[Dataset excerpts on object pointing]
* * * * * * *

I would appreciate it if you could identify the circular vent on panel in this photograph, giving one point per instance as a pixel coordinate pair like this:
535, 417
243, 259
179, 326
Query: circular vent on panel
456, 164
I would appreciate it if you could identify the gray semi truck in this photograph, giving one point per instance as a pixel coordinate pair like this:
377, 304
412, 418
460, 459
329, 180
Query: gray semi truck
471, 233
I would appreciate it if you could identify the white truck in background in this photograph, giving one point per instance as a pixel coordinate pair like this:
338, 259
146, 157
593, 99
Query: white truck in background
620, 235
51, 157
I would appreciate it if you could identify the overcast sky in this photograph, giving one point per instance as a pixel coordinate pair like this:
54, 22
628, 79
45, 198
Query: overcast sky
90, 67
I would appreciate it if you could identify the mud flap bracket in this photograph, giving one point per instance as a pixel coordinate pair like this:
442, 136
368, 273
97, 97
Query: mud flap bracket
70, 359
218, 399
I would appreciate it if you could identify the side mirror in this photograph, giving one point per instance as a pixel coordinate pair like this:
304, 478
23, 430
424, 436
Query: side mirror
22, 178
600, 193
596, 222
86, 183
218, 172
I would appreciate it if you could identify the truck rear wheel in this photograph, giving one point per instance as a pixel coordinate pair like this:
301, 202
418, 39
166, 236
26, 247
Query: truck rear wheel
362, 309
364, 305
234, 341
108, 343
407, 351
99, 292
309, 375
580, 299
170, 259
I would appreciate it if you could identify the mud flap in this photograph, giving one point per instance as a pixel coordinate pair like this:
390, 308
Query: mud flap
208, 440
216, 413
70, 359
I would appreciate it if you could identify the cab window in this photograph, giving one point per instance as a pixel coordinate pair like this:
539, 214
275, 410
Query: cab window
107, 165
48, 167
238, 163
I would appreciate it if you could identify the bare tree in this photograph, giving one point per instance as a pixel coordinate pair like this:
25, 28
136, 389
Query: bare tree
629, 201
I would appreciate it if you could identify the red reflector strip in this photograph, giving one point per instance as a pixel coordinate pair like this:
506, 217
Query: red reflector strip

* * * * * * *

Exercise instructions | Please copy every line above, without changing a single character.

Expected answer |
I would appreciate it if you could identify the circular vent on panel in this photograph, giving one point per instance as a pixel coordinate pair like this:
535, 417
243, 259
179, 326
Query: circular vent on panel
456, 164
I would appreciate it if you could identify the gray semi truck in this photograph, giving one point per instance as a pixel coordinate pair like this:
377, 304
412, 418
460, 459
329, 180
Query: gray semi truck
471, 233
I would appreciate it if you could identify the white truck in background in this photograph, giving one point per instance as a pixel coordinate pair like this:
338, 259
146, 157
593, 99
Query: white truck in background
620, 235
51, 157
I would appreciate it if you could identify the overcast sky in this photograph, giving one point per instance as a pixel coordinate pair like this:
54, 22
628, 79
45, 198
Query: overcast sky
90, 67
I would appreciate it if you could identify the mud flap bracket in this photograph, giving one point per instance as a pixel coordinate pair like this:
442, 136
368, 273
97, 97
Query: mud flap bracket
70, 359
218, 399
I would appreciate it if you could identify the side mirror in this photograph, giving one point per instance as a pixel coordinate pair like this:
304, 478
23, 430
424, 436
Query: side mirror
22, 178
600, 193
596, 222
86, 183
218, 172
I would appreciate it if you could identify the truck rear wheel in this photograph, giving one point per instance as a pixel coordinate pair like this:
301, 202
418, 39
166, 236
26, 247
Query: truck rear wheel
362, 309
364, 305
234, 341
108, 343
407, 351
99, 292
309, 375
580, 299
170, 259
I would appreciate it if you could identify the mud flap in this photograph, giving one point per instance as a pixel coordinate pair like this:
390, 308
Query: mud flap
208, 440
216, 413
70, 359
I would appreciate it if you could identify the cab window in this photograph, giving one point per instance as a pixel coordinate pair like this:
539, 214
275, 410
Query: cab window
107, 165
48, 167
238, 163
I would appreciate it if you could identify the bare tree in this photograph, giving one point per instance as a pixel coordinate pair like this:
25, 28
136, 389
Query: bare tree
629, 201
I would appreciate it if you could identify the red reflector strip in this photograph, giving one point per instance as a pixel coordinate pair like this:
506, 217
Query: red reflector strip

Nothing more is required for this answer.